Source excerpt:
-*-
Instead of all these, we can also use backtracking.
Backtracking
Backtracking is a problem-solving technique where you explore different options to find a solution, and if a path leads to a dead end, you “backtrack” to a previous point and try a different path.
What is backtracking?
Backtracking is a method of exploring all possible options to solve a problem, and “backtracks” (undoes the last step) when a path doesn’t lead to a solution.
Backtracking is a general algorithmic technique that:
- Explores all possible decisions (choices),
- Proceeds recursively,
- Undoes previous decisions (backtracks) to explore other possibilities.
Think of it like:
- Trying all the keys on a keyring to open a lock.
- If a key doesn’t work, you go back and try the next one.
Basic form of backtracking
def explore(index, path):
if index == len(nums): # Base case: all decisions made
print(path)
return
# Choose to include nums[index]
explore(index + 1, path + [nums[index]])
-*-
Problems and tasks:
1. Rewrite the paragraph of the backtracking excerpt that begins "Backtracking is a general algorithmic technique that" as a single shorter sentence, keeping its main facts.
2. Summarize the backtracking excerpt in two sentences.
3. According to the backtracking excerpt, what everyday activity is backtracking compared to?

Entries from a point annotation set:
-*-
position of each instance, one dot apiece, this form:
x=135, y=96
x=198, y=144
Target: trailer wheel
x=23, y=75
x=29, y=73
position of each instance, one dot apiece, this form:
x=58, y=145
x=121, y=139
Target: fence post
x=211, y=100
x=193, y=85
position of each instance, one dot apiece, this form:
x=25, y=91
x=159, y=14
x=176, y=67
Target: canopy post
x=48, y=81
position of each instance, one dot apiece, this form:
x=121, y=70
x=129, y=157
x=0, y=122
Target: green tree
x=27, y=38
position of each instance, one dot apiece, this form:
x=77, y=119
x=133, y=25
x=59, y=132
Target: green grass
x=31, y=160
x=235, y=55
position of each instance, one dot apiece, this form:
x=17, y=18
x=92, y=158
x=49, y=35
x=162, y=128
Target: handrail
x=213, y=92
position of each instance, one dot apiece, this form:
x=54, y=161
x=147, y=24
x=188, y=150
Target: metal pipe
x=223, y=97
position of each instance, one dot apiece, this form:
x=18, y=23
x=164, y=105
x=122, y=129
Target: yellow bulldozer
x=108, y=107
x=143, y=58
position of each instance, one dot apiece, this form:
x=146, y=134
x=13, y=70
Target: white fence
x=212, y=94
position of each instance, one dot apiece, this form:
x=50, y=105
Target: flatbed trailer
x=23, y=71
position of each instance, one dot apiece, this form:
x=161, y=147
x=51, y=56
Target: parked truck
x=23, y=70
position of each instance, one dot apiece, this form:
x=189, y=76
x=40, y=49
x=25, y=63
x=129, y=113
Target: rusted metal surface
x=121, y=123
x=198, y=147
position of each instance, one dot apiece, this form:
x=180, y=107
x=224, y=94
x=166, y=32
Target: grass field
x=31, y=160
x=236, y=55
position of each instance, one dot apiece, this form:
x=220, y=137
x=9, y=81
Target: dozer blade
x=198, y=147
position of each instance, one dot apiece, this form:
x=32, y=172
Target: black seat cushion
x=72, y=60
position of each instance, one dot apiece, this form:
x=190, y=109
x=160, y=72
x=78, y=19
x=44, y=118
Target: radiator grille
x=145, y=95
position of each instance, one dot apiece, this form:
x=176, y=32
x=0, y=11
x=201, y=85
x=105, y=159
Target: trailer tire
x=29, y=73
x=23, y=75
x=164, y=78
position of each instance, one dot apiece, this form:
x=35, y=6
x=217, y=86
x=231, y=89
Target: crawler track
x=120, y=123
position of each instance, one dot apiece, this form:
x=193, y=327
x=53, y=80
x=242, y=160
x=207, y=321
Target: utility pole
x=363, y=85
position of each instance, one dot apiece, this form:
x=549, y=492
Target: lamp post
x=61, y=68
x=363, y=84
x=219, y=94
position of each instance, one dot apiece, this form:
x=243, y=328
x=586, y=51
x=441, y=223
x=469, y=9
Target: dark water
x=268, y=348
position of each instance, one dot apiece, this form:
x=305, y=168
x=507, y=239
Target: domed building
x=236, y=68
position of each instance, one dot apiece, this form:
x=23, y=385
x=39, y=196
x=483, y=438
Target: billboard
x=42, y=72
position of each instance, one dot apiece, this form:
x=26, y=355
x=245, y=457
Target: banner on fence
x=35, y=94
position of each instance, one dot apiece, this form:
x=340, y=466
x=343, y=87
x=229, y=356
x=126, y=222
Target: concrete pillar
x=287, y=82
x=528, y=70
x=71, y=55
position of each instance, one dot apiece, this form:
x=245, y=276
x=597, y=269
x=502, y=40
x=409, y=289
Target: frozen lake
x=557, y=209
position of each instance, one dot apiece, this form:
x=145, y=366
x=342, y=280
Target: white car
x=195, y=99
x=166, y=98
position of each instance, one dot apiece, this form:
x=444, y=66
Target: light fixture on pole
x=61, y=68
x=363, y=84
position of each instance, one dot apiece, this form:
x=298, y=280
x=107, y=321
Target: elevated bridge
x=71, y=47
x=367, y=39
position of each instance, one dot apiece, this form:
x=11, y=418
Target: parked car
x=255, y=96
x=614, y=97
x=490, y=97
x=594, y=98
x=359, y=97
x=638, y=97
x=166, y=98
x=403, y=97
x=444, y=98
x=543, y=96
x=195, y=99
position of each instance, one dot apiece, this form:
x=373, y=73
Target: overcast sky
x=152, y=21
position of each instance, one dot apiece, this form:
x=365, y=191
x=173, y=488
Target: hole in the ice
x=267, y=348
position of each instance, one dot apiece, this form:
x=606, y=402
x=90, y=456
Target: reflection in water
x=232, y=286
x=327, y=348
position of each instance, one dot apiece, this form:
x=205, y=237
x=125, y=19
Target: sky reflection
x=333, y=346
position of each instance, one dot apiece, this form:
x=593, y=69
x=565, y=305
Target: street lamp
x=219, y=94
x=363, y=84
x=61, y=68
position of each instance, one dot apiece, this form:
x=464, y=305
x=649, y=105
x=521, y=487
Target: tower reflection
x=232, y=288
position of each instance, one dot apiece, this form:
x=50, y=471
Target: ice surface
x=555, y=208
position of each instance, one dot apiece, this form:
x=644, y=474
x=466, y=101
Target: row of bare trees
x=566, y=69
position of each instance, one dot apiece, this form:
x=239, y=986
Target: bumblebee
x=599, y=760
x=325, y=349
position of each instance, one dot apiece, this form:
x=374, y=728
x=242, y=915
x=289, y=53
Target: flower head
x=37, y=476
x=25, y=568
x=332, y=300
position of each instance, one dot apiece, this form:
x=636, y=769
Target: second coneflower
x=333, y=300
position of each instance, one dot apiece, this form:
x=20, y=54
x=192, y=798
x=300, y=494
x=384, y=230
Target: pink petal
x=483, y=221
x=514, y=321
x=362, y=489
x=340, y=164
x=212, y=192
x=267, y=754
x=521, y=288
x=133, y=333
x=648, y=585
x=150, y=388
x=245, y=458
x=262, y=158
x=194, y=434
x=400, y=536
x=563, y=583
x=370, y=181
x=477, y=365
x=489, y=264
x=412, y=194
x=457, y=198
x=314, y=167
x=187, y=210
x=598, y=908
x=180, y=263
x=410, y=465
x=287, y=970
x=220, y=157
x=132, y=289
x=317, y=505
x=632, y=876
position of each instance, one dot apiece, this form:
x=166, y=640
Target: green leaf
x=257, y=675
-*-
Answers to the problems:
1. Backtracking is a general algorithmic technique that explores all possible decisions recursively and undoes earlier decisions to try other possibilities.

2. Backtracking is a problem-solving technique that recursively explores all possible options and, when a path leads to a dead end, undoes the last step to try a different path. The excerpt compares it to trying each key on a keyring until one opens a lock, and it shows a basic recursive function that prints the path once all decisions have been made.

3. Trying all the keys on a keyring to open a lock, going back to try the next key when one does not work.